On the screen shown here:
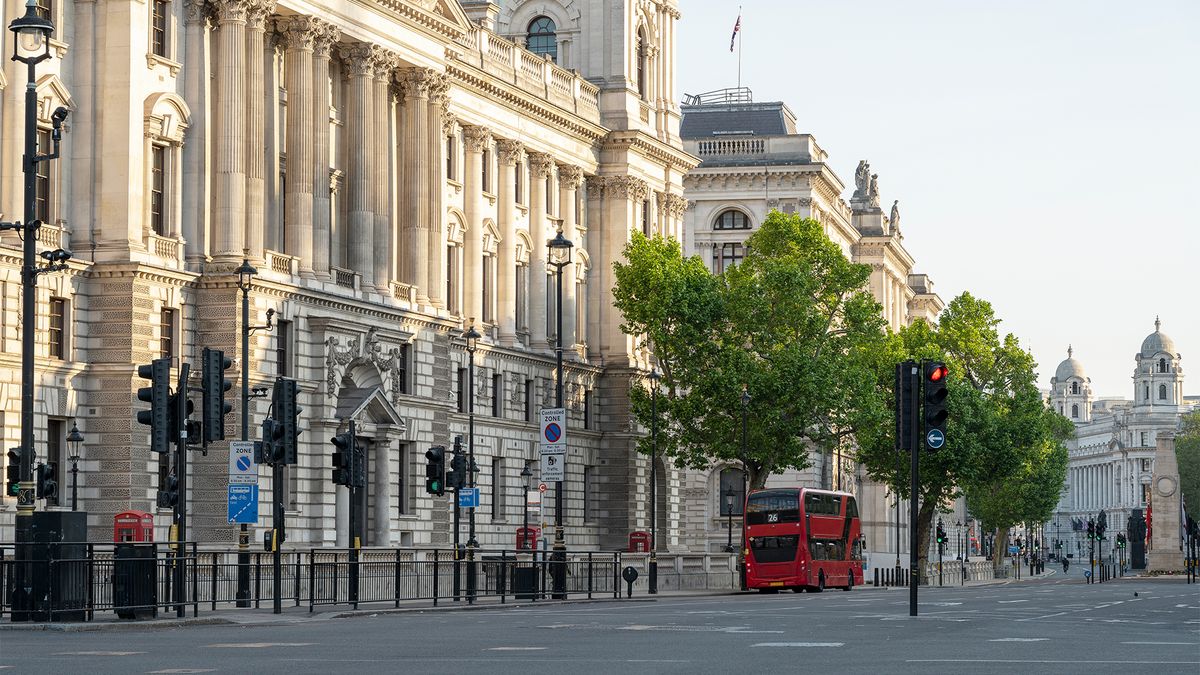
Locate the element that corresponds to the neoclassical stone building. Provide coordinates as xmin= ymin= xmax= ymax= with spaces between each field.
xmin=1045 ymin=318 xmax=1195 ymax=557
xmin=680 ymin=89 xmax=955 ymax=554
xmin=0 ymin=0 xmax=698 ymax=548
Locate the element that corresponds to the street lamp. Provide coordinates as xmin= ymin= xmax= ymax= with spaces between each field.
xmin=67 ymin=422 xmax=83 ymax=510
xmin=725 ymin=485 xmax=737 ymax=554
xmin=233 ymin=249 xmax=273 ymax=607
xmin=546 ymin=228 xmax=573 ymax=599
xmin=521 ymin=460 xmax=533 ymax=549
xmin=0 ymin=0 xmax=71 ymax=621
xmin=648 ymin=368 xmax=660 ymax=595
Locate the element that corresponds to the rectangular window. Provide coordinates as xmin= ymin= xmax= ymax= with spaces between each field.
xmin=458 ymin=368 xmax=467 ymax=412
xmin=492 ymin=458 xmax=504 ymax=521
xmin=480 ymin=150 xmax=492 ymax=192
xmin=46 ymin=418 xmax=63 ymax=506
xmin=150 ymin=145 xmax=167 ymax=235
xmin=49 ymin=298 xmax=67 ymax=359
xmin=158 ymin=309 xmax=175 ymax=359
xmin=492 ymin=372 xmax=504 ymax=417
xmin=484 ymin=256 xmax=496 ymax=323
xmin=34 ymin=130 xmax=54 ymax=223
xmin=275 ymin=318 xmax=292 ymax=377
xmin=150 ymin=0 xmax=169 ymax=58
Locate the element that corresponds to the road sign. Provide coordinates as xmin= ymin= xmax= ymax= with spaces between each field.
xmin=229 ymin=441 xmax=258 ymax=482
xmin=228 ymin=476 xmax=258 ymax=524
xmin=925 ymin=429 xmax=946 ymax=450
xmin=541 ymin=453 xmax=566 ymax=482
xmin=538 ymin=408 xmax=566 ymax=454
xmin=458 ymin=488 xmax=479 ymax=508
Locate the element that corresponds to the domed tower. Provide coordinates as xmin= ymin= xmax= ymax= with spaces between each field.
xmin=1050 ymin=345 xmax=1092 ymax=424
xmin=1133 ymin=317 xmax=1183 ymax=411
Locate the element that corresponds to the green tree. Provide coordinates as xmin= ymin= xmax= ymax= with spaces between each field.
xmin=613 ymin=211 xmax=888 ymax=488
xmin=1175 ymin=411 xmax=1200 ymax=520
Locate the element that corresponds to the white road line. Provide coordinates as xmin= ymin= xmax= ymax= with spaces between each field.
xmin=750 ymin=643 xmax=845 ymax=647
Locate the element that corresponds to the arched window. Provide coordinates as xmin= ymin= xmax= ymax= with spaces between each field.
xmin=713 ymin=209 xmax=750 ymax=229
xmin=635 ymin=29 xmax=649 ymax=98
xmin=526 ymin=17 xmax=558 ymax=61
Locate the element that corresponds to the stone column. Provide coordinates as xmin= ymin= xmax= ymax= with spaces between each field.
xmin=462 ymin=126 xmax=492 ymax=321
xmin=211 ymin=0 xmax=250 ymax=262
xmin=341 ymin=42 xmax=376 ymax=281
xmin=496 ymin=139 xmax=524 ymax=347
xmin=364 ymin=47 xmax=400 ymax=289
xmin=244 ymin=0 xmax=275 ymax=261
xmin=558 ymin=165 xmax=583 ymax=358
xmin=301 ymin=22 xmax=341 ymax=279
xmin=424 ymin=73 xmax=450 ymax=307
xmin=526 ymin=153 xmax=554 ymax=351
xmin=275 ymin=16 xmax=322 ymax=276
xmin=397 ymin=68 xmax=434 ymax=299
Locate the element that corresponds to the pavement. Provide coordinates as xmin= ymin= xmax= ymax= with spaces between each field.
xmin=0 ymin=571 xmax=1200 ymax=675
+ + +
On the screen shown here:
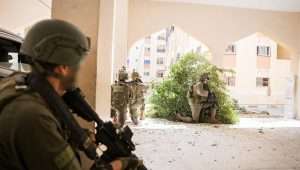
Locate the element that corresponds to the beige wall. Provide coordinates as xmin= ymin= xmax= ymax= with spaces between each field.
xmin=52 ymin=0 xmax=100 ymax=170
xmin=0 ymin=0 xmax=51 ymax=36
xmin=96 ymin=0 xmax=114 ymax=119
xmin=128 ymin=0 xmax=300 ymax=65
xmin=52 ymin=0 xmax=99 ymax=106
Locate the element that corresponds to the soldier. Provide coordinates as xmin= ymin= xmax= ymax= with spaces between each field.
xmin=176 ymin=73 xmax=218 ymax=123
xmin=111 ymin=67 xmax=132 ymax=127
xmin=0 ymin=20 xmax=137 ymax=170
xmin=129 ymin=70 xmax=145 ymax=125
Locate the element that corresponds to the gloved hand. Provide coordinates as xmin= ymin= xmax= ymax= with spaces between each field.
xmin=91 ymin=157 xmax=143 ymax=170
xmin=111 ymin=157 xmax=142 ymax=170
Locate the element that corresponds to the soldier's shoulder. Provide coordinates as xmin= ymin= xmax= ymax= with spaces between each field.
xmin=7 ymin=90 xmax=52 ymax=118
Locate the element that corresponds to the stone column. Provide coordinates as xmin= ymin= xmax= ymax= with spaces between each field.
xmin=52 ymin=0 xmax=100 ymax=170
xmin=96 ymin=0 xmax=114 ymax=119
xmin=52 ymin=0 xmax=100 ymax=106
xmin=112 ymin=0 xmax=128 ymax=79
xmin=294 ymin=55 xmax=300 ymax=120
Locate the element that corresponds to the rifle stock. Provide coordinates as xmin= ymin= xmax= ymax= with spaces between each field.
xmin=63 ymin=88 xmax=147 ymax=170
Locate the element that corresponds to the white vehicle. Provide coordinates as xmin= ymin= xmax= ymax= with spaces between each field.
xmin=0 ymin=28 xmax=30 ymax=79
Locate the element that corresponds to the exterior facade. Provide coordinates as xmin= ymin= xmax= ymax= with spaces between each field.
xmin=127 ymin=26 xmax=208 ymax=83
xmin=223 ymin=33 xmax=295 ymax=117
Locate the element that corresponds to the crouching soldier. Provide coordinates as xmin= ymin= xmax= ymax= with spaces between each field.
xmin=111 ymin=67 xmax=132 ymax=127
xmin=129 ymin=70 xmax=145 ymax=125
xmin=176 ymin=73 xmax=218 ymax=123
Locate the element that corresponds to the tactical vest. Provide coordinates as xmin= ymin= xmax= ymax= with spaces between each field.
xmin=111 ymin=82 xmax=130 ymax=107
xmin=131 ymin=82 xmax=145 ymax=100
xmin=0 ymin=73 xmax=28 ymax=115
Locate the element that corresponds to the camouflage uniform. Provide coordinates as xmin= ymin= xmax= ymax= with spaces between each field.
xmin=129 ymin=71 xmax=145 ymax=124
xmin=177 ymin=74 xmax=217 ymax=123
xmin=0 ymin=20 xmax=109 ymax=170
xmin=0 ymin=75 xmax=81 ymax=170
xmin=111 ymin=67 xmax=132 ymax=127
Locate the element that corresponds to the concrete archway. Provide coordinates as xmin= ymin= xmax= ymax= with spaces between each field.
+ + +
Rewrite the part of the data that opens with the line containing "Locate the element that corresponds to the soldier." and closes with the line containing "xmin=0 ymin=20 xmax=137 ymax=170", replacing "soldier" with "guard". Leave everything else in those lines unchanged.

Locate the element that corresponds to the guard. Provide coordinates as xmin= ymin= xmax= ymax= with spaces between each field.
xmin=176 ymin=73 xmax=218 ymax=123
xmin=111 ymin=67 xmax=132 ymax=127
xmin=0 ymin=20 xmax=137 ymax=170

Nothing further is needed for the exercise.